TESTO —
+++++
Proclamato ‘principe degli anatomici’, insieme a Frederik Ruysch, da Lorenz Heister (1727), Morgagni fu in rapporto epistolare con i principali medici e anatomisti del suo tempo, italiani e stranieri. Particolarmente stretto fu il legame con Lancisi, con cui tra il 1707 e il 1719 scambiò un importante carteggio (Lettere di Lancisi a Morgagni e parecchie altre dello stesso Morgagni…, a cura di A. Corradi, Pavia 1876). Nel 1708 Morgagni curò la terza edizione (Venezia 1708) del De subitaneis mortibus di Lancisi, e nel 1713 gli inviò la lettera De anatomicis Eustachii tabulis, poi inserita anche negli Opuscula miscellanea. Grazie all’intervento di Lancisi, il 12 giugno 1712, ottenne la cittadinanza e la nobiltà romana, e nel 1719 gli fu concessa la nobiltà di Forlì. Particolare importanza ha anche il carteggio con Francesco Maria Zanotti, edito da Gino Rocchi (Bologna 1875), e con Giovanni Bianchi (Janus Plancus) da Rimini, edito da Guglielmo Bilancioni (Bari 1914).

L’impegno filologico di Morgagni si realizzò soprattutto nelle quattro lettere In scriptores rei rusticae, composte tra il 1721 e il 1723 per conto di Johann Matthias Gesner (Lipsia 1735), e nelle dieci lettere In Aur. Corn. Celsum et Q. Ser. Samonicum pubblicate in due momenti successivi (Padova 1721 e 1750) su richiesta del collega e amico Giovanni Battista Volpi. Morgagni lasciò inoltre numerosi scritti a carattere storico-medico, storico ed erudito, raccolti insieme con altri negli Opuscula miscellanea (1763), tra i quali le Epistolae Aemilianae in cui illustrò la propria terra natale da tutti i punti di vista (geologico, geofisico, archeologico, storico, etc.).
+++++
DETTAGLI DEL COMPITO — Prosegui il testo su Morgagni a partire dalla sua ultima frase. L'elenco è materiale separato e non fa parte del testo su Morgagni.

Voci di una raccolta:
+++++
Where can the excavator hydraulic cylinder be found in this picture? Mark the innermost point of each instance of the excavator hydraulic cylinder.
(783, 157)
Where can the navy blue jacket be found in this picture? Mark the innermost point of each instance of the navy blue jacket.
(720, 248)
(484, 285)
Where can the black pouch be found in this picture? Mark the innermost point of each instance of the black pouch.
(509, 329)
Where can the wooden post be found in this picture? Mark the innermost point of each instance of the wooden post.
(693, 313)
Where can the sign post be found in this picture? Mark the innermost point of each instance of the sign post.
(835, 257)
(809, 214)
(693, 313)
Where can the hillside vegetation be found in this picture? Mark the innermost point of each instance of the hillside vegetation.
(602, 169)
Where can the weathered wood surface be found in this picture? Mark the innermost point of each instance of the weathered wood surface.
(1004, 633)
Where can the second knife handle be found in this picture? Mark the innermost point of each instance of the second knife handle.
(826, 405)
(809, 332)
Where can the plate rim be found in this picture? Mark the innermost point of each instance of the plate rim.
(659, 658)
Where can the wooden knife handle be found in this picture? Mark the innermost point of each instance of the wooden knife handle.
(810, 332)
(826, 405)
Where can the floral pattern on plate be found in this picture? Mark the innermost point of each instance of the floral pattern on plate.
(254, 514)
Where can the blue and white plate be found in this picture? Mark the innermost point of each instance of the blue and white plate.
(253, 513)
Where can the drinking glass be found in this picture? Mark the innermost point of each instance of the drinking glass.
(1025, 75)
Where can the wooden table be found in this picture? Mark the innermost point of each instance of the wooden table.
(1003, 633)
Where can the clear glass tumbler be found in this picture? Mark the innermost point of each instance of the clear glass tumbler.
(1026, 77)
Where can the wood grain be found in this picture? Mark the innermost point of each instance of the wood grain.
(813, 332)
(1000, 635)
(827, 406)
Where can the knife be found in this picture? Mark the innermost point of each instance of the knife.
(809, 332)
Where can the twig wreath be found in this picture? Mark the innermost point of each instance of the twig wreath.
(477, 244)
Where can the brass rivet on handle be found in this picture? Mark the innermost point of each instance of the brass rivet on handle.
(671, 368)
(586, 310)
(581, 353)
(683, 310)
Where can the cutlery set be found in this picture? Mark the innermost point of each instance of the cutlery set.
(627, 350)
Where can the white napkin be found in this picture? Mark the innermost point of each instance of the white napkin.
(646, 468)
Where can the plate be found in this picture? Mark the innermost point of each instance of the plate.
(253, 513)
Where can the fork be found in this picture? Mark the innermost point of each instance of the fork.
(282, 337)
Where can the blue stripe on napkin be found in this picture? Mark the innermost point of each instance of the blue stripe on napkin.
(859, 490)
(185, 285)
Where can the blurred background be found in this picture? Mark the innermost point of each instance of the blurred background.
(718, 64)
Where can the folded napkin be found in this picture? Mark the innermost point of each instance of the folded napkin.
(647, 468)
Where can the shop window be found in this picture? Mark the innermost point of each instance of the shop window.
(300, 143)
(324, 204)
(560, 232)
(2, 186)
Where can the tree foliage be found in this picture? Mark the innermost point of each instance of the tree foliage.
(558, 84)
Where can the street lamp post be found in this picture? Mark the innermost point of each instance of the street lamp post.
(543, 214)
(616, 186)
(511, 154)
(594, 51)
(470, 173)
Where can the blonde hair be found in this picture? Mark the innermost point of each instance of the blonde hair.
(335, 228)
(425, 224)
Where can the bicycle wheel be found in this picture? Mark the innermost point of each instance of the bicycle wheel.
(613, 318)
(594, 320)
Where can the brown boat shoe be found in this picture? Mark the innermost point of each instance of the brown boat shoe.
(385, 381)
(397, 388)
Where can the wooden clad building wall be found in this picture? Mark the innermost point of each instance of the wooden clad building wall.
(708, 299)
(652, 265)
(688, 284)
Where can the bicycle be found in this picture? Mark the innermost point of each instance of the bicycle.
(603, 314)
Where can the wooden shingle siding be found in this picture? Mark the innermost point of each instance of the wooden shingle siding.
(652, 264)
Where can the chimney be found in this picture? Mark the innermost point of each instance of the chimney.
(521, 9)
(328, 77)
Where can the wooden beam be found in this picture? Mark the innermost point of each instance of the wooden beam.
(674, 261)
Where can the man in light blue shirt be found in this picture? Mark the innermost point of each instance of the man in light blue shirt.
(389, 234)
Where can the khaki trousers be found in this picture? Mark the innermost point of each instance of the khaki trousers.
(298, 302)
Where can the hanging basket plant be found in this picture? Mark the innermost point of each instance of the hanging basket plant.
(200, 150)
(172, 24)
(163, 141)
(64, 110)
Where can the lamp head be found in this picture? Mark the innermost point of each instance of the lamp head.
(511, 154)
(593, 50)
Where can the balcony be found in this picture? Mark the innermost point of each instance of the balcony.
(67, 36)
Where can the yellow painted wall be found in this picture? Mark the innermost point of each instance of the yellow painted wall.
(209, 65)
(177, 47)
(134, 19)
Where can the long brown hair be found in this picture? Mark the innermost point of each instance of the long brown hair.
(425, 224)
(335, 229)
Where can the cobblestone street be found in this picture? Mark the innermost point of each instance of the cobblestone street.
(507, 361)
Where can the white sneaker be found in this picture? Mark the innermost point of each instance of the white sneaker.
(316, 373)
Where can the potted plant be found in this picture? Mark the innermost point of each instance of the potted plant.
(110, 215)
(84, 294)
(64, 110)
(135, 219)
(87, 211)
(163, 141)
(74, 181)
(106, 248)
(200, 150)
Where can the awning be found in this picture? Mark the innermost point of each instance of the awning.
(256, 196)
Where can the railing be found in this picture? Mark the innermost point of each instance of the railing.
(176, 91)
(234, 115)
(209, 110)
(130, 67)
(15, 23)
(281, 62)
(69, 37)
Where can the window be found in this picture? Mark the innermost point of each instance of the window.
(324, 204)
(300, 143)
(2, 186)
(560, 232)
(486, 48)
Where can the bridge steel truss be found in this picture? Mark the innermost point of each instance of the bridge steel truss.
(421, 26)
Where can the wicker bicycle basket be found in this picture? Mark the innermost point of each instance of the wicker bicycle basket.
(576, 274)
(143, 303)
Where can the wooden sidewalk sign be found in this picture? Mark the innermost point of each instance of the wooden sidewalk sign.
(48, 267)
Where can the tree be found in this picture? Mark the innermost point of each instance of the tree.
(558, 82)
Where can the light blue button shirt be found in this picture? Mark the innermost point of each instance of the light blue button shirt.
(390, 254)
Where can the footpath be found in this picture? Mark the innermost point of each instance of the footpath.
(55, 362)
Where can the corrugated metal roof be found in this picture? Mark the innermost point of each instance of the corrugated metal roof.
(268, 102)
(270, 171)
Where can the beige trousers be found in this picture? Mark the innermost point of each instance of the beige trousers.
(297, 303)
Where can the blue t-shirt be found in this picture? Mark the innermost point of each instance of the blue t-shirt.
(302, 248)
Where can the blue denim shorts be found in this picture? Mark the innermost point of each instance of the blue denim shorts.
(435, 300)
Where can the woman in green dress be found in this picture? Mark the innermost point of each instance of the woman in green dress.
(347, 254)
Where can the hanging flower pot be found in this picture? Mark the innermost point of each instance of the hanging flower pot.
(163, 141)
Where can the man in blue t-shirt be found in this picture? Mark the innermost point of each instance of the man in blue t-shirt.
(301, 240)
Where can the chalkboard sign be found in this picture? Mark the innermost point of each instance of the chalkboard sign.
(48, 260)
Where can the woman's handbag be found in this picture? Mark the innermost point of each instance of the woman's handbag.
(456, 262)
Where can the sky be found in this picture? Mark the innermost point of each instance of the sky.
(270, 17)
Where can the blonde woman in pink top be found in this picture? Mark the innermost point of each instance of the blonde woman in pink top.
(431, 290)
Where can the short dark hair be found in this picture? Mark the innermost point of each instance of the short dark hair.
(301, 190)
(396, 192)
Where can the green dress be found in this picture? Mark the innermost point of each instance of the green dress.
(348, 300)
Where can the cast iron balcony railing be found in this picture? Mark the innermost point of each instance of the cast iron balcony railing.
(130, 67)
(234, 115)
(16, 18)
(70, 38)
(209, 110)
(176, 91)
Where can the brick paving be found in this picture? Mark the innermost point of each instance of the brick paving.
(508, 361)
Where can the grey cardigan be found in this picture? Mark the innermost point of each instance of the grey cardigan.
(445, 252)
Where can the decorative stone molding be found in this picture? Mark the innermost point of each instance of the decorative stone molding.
+++++
RISULTATO DEL COMPITO —
Ma l’opera più importante di Morgagni è il De sedibus et causis morborum per anatomen indagatis (1761), un titolo in cui è condensato il metodo anatomo-clinico legato al suo nome. Morbus, malattia, è la fenomenologia clinica presentata dal paziente; causa, anzi causa per anatomen indagata, è l’alterazione organica messa in evidenza dall’esame post mortem nell’interno del corpo del paziente. In altre parole, il reperto post mortem di un’alterazione in qualche punto del complesso meccanico dell’organismo significa riconoscimento della sede e della causa della fenomenologia clinica presentata in vita, ossia della malattia clinica del paziente. L’obiettivo dell’indagine di Morgagni era quindi la precisa identificazione in ogni caso delle lesioni corrispondenti alla fenomenologia clinica, nelle quali vedeva la causa immediata della malattia. Pertanto considerava molto più utili le osservazioni nei casi in cui la morte era stata determinata da un processo morboso comune e frequente, che non nelle malattie più rare.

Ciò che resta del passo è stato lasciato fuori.